■ Consegna A ■
Restituisci tutte le righe dei record in cui compare la parola "positive".

Una storia alla Indiana Jones, se volete, ma (come
del resto anche le storie di Indiana Jones) anche "una
questione che coinvolge i termini della fede, non più i problemi
della scienza, ma dello spirito". Sopra a tutto, emerge
"l'ineffabile gioia" di scoprire "lontane
armonie", "lo schiudersi delle sotterranee potenzialità
del mondo, l'avverarsi della speranza che tutti noi possiamo molto
di più, perché siamo molto di più di un semplice evento
deterministico".
Per Carlo e Ginevra, la coppia protagonista, la vera ricerca
riguarda l'utilizzo dell'oggetto misterioso, una ricerca che
"non rientra nei canoni classici dell'apprendimento", ma
richiede un abbandono totale di pregiudizi e vecchi atteggiamenti,
nonché una completa sottomissione alle leggi della provvidenza:
"Quello che dovete fare è riuscire a sottomettervi veramente
ad un piano che non potete conoscere, ma di cui già sapete
l'esistenza", viene loro rivelato.
E l'apprendimento va fatto secondo i propri tempi, come succede ai
bambini che "imparano secondo il ritmo della loro capacità di
elaborazione e il tempo è completamente a servizio della loro
naturale capacità di vivere nel presente", più come un
recupero di antiche conoscenze che come l'acquisizione di nuovi
concetti. Come dice Carlo alla sua compagna, di viaggio e di vita:
"Cosa abbiamo dimenticato in questi anni, Ginevra, credendo di
aver trovato tutto?"

■ Consegna B ■
Secondo il brano, come si chiamano i due componenti della coppia protagonista?

Record da una raccolta di dati
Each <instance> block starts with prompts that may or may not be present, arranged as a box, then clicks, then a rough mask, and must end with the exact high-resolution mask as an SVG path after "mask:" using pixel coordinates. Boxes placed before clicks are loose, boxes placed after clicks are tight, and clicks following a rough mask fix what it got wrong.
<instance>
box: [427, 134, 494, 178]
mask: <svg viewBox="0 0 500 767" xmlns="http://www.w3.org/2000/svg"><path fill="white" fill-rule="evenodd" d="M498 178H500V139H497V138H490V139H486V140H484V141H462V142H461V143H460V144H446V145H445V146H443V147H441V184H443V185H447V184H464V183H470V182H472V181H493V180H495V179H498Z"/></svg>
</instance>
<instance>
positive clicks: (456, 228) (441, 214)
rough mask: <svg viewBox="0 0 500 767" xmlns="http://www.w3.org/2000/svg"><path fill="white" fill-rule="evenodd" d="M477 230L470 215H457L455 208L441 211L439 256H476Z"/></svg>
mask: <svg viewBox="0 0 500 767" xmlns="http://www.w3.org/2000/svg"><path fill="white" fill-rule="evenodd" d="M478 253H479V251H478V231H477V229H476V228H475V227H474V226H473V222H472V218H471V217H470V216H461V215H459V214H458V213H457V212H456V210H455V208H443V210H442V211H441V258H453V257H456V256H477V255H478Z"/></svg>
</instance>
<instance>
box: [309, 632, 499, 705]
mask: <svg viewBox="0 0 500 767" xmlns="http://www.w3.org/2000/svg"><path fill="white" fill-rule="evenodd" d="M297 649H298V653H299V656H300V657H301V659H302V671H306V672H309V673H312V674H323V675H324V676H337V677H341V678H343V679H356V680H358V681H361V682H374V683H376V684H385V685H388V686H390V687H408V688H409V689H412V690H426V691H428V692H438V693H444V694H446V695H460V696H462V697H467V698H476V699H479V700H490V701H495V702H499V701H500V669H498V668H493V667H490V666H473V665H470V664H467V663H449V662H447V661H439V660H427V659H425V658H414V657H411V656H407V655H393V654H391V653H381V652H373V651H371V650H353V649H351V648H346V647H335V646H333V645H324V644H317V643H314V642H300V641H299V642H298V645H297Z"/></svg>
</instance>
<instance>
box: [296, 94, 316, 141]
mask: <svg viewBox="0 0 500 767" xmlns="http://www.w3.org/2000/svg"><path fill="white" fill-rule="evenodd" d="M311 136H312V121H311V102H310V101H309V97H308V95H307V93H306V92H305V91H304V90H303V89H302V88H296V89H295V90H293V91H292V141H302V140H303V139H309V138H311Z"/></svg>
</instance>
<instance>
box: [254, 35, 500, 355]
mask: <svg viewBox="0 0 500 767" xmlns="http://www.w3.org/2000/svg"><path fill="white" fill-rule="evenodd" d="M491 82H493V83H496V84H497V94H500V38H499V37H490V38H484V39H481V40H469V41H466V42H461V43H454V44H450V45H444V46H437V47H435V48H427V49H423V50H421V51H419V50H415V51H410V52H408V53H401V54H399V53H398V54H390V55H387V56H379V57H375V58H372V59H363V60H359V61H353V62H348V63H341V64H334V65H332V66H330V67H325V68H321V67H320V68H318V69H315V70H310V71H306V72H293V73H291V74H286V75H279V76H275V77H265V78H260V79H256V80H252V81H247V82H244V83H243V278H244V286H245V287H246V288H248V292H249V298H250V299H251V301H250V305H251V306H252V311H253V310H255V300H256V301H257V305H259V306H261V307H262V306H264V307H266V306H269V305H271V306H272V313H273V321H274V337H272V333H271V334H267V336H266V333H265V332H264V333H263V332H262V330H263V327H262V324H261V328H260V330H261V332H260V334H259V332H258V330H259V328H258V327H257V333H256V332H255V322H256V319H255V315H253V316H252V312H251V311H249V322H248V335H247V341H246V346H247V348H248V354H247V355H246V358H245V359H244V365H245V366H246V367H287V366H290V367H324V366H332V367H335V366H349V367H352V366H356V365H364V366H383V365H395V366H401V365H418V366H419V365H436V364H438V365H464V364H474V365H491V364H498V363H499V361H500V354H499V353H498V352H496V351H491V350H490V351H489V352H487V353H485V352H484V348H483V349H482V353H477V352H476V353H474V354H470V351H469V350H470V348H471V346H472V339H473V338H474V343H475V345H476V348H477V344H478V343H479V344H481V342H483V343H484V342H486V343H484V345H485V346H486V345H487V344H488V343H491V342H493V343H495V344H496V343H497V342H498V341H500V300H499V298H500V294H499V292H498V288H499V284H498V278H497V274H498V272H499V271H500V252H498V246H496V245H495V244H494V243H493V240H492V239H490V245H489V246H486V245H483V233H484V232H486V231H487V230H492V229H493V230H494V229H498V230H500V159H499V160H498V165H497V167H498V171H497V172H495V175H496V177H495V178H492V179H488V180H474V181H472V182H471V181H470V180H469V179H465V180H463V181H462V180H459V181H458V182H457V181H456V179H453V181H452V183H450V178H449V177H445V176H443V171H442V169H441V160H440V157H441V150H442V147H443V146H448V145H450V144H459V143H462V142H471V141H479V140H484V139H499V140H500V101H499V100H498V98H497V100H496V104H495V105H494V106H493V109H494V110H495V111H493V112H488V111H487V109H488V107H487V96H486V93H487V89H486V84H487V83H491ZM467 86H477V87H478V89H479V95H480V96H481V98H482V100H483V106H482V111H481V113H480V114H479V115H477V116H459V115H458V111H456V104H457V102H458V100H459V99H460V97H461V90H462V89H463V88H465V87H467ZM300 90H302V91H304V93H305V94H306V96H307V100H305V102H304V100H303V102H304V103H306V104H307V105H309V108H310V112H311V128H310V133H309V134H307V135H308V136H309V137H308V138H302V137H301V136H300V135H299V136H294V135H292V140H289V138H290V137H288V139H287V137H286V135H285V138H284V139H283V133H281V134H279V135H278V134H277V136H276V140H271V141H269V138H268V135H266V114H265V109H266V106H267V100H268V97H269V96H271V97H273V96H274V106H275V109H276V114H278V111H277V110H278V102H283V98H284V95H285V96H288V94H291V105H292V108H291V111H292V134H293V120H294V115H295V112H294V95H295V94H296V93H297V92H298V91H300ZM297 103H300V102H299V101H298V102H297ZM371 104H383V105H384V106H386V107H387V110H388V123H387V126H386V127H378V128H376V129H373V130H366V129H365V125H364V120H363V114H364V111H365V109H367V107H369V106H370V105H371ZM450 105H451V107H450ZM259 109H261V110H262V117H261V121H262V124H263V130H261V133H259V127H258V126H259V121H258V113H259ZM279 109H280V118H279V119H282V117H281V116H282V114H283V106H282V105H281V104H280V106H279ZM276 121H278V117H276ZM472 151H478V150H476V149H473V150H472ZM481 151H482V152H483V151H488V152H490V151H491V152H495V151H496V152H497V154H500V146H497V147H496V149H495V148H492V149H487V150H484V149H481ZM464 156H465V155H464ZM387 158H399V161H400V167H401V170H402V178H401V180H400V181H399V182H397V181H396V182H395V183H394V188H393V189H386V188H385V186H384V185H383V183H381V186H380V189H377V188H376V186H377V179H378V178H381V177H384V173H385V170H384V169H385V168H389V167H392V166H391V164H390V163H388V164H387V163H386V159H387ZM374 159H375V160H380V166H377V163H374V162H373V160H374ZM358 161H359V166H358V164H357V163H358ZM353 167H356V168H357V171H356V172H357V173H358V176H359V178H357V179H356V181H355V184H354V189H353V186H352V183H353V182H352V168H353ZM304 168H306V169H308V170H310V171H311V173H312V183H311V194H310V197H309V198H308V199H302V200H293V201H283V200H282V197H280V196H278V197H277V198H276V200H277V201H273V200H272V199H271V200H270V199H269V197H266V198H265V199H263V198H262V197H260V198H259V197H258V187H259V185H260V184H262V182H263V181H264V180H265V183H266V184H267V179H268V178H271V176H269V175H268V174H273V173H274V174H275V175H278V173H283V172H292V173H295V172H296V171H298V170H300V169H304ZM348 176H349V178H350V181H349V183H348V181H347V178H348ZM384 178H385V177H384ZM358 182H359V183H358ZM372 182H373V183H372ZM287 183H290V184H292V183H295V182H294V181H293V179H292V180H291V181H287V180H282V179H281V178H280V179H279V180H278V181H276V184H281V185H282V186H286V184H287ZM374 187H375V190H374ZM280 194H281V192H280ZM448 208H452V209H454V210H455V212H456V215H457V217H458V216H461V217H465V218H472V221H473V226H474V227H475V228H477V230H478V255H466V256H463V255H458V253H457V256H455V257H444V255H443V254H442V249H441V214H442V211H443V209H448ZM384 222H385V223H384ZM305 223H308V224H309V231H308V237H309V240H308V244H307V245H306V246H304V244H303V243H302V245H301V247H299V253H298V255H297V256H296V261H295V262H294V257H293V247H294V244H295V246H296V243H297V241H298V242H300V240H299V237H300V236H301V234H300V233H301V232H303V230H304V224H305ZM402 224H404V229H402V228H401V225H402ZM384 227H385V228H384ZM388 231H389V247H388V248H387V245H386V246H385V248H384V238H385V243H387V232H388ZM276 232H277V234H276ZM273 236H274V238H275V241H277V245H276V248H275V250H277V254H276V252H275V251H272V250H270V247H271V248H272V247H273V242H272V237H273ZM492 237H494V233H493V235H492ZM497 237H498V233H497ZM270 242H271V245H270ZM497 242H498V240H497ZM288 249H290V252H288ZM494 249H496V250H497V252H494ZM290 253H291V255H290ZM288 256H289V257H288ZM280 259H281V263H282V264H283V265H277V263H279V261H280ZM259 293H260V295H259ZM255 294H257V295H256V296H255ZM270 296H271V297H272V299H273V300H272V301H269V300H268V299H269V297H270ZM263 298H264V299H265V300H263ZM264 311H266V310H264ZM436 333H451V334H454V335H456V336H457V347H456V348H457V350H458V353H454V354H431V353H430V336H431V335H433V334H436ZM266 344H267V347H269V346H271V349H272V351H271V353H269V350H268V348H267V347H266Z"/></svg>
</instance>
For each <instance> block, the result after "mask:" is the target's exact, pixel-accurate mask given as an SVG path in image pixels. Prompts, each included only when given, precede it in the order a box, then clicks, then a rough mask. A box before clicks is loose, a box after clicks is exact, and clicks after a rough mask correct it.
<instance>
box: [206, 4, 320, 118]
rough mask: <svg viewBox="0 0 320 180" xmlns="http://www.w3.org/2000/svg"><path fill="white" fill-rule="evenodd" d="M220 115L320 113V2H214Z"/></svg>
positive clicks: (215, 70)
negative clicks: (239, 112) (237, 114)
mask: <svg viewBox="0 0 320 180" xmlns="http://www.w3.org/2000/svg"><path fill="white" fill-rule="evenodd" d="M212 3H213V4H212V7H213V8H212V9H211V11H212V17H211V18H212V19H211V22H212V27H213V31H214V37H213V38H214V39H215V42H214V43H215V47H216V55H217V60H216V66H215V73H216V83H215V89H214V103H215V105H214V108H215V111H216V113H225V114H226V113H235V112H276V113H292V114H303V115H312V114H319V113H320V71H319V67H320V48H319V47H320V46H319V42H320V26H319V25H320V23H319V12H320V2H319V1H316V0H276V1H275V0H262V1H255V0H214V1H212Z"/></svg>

■ Risposta A ■
positive clicks: (456, 228) (441, 214)
positive clicks: (215, 70)

■ Risposta B ■
Carlo e Ginevra.